• _Prompt_: Turn the lines below into a numbered list, leaving out any blank lines.
══════════════════════════════
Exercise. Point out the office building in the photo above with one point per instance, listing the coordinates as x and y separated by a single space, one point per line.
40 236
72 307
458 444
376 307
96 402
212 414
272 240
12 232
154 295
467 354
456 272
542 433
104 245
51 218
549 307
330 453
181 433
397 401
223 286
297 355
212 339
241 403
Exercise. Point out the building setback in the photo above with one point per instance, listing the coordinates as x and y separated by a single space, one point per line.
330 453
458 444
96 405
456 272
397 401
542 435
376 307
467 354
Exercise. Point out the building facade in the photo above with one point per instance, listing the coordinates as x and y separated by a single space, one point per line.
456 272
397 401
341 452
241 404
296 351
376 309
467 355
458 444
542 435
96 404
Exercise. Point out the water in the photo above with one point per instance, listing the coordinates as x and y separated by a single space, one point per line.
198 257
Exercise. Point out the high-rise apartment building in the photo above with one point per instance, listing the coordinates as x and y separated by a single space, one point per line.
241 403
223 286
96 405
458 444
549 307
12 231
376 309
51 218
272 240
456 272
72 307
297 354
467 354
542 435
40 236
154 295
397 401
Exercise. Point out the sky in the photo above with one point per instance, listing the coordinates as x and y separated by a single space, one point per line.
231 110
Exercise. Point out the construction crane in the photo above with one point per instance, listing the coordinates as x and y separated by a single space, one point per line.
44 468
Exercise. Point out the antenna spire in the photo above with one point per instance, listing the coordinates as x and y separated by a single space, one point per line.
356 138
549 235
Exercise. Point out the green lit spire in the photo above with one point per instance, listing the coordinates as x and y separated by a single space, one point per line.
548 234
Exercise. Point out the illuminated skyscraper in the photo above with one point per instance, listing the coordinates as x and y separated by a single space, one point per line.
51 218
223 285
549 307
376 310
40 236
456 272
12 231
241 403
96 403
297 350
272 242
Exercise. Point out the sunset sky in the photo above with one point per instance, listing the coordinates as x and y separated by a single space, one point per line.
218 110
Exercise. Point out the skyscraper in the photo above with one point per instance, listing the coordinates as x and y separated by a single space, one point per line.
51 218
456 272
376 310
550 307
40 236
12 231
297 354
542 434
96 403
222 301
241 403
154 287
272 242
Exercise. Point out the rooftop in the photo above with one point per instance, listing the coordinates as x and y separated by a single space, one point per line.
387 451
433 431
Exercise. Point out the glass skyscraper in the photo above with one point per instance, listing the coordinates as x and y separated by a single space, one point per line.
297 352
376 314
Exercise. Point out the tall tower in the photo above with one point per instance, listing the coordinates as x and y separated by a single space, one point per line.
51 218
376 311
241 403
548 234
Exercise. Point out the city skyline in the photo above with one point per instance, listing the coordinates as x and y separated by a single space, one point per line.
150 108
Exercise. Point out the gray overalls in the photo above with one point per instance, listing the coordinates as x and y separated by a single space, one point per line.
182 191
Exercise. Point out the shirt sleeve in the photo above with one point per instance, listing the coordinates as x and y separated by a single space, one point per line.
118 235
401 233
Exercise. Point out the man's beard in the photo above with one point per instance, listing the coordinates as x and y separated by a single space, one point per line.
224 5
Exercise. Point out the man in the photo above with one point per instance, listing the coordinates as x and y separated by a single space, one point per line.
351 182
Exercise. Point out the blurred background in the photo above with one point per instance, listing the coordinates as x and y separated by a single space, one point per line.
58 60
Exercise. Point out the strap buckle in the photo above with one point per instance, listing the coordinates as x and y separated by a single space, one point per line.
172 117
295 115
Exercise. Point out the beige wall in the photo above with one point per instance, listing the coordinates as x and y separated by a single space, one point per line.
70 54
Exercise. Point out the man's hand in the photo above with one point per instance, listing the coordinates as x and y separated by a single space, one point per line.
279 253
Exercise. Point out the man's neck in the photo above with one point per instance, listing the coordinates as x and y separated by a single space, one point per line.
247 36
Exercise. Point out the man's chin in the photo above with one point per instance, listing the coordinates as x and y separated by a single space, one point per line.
══════════════════════════════
• _Task output_:
1. Exercise. Point out the office building in the photo above with one point per instance, listing the coordinates as x and y separated by a single space, one point per line.
2. 40 236
3. 72 307
4. 458 444
5. 376 307
6. 96 402
7. 212 414
8. 272 240
9. 12 232
10. 154 295
11. 467 354
12. 456 272
13. 542 433
14. 104 245
15. 51 218
16. 549 307
17. 330 453
18. 181 433
19. 397 401
20. 223 286
21. 297 355
22. 212 339
23. 241 403
24. Exercise. Point out the building setback in the photo above with one point per instance, listing the coordinates as x and y separated by a single space, one point per line.
25. 330 453
26. 458 444
27. 96 405
28. 456 272
29. 397 401
30. 542 435
31. 376 307
32. 467 354
33. Exercise. Point out the building facade in the photo above with one point per instance, listing the coordinates as x and y separated by a single space, one point per line.
34. 456 272
35. 397 401
36. 341 452
37. 241 404
38. 296 351
39. 376 309
40. 467 355
41. 458 444
42. 542 435
43. 96 404
44. Exercise. Point out the water in the photo above with one point per instance, listing the coordinates as x and y separated by a single space, one point per line.
45. 198 257
46. Exercise. Point out the high-rise apartment building in the photo above with one point per instance, listing the coordinates as x and y separated by a single space, one point per line.
47. 241 403
48. 223 286
49. 96 405
50. 458 444
51. 549 307
52. 12 231
53. 376 309
54. 51 218
55. 272 240
56. 456 272
57. 72 307
58. 297 354
59. 467 354
60. 542 435
61. 40 236
62. 154 295
63. 397 401
64. Exercise. Point out the sky in the photo above with one point per instance, listing the coordinates as x and y separated by a single space, one point per line.
65. 231 110
66. Exercise. Point out the construction crane in the photo above with one point per instance, listing the coordinates as x and y separated by a single space, one point per line.
67. 44 468
68. Exercise. Point out the antenna spire in the photo above with one point per instance, listing the coordinates as x and y separated by a single space, one point per line.
69. 356 138
70. 549 235
71. Exercise. Point out the green lit spire in the photo above with one point per instance, listing the coordinates as x and y separated by a single space, one point per line.
72. 548 234
73. Exercise. Point out the illuminated skyscraper in the photo above with one point per instance, listing the coordinates as x and y separated by a single space, one point per line.
74. 51 218
75. 223 285
76. 549 307
77. 376 310
78. 40 236
79. 456 272
80. 12 231
81. 241 403
82. 96 403
83. 297 350
84. 272 242
85. Exercise. Point out the sunset sky in the photo above with one point per instance, listing the coordinates as x and y separated by a single space, one point per line.
86. 218 110
87. Exercise. Point out the skyscraper in the photo above with one point per instance, listing the coordinates as x and y separated by a single space, one point per line.
88. 51 218
89. 456 272
90. 376 310
91. 550 307
92. 40 236
93. 12 231
94. 297 354
95. 542 434
96. 96 403
97. 222 301
98. 241 403
99. 154 287
100. 272 242
101. Exercise. Point out the rooftop in the photo above with one point per instance, listing the coordinates as x and y separated by a single space, one point per line.
102. 387 451
103. 433 431
104. Exercise. Point out the glass skyscraper in the photo above with one point per instance, listing the coordinates as x and y separated by a single space, one point per line.
105. 297 352
106. 376 314
107. Exercise. Point out the tall tower in the photo above with one point per instance, listing the coordinates as x and y separated by a single space, one point per line.
108. 51 218
109. 376 311
110. 241 403
111. 548 234
112. Exercise. Point out the city skyline in the photo above with one point per instance, listing the coordinates as x and y separated by a single space, one point per line.
113. 150 108
114. Exercise. Point out the gray overalls in the photo above with one point per instance, listing the coordinates as x and y separated by a single space, one point per line.
115. 182 191
116. Exercise. Point out the shirt sleeve in the photo above with one point per instance, listing the coordinates as x and y separated by a single space, one point per line.
117. 118 235
118. 401 233
119. Exercise. Point out the man's beard in the photo above with one point per instance, listing the coordinates as x and y separated by a single space, one point per line.
120. 224 5
121. Exercise. Point out the man in the photo above with one point per instance, listing the coordinates as x and y separated by a single space, one point per line.
122. 351 182
123. Exercise. Point out the blurred background in the photo above with one point per instance, listing the coordinates as x and y separated by a single space, one point per line.
124. 58 60
125. Exercise. Point out the strap buckle in the photo above with one point per instance, listing the coordinates as x and y separated by a single space, one point per line.
126. 172 117
127. 295 115
128. Exercise. Point out the beige wall in the photo above with one point per instance, listing the coordinates as x and y separated by a single space, one point per line.
129. 70 54
130. Exercise. Point out the man's hand in the photo above with one point per instance, listing the coordinates as x and y separated by a single space, one point per line.
131. 279 253
132. Exercise. Point out the man's neck in the photo above with one point per instance, listing the coordinates as x and y separated by a single space, one point per line.
133. 247 36
134. Exercise. Point out the man's chin in the photo above with one point per instance, listing the coordinates as x and y separated by a single space, one point per line.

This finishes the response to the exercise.